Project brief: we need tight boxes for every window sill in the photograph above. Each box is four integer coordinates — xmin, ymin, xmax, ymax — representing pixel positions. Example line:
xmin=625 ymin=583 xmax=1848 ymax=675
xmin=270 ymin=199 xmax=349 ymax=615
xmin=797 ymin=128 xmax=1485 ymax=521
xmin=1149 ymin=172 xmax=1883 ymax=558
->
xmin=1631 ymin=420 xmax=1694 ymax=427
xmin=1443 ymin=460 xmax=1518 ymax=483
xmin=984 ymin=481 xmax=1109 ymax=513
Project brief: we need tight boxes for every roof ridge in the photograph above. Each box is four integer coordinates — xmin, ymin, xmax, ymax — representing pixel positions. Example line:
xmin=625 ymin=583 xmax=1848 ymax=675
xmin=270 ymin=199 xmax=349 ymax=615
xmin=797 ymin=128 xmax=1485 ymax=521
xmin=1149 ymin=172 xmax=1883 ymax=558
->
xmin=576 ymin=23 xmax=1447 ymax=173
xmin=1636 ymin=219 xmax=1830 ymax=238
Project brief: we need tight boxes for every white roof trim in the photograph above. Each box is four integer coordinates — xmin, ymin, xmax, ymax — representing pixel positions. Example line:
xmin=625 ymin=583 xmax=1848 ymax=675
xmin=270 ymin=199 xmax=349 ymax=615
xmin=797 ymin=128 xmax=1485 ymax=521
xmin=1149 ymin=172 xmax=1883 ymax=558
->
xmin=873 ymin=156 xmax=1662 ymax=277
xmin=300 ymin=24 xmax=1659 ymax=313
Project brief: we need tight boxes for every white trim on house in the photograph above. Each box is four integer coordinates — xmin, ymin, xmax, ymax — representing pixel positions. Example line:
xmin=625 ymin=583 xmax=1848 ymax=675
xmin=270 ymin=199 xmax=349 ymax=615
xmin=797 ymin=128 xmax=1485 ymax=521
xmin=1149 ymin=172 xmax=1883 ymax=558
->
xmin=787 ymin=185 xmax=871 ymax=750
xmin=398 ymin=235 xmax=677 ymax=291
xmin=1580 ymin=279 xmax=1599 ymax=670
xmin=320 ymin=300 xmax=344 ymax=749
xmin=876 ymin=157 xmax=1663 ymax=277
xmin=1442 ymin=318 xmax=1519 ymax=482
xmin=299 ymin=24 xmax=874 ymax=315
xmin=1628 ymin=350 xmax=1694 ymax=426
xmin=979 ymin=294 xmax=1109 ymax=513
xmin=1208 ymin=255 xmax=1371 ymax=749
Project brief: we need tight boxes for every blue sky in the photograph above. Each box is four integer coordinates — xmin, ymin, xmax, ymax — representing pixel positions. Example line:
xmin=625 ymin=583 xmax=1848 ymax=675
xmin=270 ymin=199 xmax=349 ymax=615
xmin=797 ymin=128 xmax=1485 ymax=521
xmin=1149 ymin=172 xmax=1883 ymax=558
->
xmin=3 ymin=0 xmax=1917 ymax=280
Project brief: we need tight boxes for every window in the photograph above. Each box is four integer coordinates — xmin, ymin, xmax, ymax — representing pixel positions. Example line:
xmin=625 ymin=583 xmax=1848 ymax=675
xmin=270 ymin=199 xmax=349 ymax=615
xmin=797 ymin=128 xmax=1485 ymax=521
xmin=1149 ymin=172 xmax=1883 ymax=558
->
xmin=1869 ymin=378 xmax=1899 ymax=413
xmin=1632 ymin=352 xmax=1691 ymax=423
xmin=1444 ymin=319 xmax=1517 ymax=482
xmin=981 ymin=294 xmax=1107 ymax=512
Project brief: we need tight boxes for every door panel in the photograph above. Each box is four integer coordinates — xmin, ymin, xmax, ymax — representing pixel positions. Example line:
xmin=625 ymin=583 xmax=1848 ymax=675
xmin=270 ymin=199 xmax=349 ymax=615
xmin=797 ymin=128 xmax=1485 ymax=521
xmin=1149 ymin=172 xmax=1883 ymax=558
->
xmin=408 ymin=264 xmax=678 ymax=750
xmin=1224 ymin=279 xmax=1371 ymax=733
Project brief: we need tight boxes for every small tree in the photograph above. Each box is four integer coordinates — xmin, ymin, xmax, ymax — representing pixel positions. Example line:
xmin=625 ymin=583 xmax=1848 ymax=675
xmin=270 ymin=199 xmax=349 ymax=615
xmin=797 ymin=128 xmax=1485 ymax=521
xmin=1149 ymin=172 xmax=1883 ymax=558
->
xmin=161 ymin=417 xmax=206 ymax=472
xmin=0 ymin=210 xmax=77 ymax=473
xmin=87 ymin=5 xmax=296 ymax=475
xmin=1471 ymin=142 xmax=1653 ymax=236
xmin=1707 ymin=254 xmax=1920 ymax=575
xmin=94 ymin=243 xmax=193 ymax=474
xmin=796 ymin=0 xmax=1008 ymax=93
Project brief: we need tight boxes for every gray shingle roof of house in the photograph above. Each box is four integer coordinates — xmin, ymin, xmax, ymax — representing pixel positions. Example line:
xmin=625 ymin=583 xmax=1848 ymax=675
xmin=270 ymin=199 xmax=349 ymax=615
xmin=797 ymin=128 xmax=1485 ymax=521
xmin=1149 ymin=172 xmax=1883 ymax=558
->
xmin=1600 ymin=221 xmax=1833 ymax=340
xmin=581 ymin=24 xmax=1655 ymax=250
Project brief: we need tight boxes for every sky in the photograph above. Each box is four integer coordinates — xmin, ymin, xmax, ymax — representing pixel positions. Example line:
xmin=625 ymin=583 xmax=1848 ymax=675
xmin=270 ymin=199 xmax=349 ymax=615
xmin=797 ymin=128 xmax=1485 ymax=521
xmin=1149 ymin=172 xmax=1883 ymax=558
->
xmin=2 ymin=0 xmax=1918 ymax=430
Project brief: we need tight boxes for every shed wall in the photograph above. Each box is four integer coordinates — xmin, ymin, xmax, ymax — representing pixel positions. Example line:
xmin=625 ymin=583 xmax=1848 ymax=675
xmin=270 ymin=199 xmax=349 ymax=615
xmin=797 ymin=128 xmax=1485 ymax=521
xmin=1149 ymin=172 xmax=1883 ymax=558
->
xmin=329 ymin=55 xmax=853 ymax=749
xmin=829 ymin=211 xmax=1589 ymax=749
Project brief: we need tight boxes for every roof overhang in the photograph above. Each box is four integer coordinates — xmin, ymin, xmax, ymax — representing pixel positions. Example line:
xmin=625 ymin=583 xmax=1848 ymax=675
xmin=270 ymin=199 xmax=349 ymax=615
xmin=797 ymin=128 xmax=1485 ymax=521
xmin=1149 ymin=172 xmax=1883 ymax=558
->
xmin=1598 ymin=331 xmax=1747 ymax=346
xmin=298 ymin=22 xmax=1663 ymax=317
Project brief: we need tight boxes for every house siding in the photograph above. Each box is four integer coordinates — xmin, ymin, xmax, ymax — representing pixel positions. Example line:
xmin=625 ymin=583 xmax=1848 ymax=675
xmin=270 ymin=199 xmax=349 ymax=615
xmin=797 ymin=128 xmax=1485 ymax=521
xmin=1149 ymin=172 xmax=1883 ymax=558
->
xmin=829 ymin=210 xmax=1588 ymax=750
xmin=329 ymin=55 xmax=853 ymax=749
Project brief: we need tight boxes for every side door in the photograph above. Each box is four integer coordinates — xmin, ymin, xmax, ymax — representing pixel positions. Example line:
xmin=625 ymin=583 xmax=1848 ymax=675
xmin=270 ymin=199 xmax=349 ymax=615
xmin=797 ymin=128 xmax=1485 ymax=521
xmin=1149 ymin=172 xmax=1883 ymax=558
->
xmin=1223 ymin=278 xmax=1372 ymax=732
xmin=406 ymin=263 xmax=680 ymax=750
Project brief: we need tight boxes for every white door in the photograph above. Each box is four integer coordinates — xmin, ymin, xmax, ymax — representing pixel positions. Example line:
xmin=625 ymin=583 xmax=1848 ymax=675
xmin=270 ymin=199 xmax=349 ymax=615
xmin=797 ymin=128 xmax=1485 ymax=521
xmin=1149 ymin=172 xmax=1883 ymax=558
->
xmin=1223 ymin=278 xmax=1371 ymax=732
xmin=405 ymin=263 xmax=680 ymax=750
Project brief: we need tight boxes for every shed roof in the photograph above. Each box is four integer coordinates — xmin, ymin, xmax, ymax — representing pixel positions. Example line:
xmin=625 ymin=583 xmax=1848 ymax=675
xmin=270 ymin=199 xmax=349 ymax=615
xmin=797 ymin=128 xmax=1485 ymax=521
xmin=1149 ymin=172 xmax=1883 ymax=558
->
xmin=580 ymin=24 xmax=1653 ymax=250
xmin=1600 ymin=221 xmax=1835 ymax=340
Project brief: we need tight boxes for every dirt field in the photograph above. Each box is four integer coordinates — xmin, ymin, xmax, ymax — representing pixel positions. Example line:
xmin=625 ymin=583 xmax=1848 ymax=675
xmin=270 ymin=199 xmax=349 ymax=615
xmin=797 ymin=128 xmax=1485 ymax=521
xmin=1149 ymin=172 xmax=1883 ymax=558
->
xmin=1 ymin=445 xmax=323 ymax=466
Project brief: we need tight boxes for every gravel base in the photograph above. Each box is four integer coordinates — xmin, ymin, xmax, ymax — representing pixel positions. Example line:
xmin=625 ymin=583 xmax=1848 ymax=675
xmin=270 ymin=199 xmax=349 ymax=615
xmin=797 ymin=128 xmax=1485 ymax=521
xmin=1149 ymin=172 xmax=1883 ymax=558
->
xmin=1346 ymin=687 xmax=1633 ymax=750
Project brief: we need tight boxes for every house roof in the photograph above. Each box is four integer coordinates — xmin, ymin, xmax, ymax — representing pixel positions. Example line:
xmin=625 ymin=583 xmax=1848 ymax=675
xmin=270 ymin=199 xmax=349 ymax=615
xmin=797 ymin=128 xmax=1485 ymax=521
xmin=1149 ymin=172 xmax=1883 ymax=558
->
+++
PROBLEM TO SOLVE
Lines with "trim": return each one from the data above.

RESPONSE BOX
Project brief: we need tight boxes for every white roof trim in the photograph above. Each box is four integer coordinates — xmin, ymin, xmax, ymax — representing pixel positions. Example line:
Project brief: we need tight boxes for every white trim on house in the photograph above. Each box is four integer coordinates — xmin, ymin, xmax, ymax — representing pixel positions. Example line:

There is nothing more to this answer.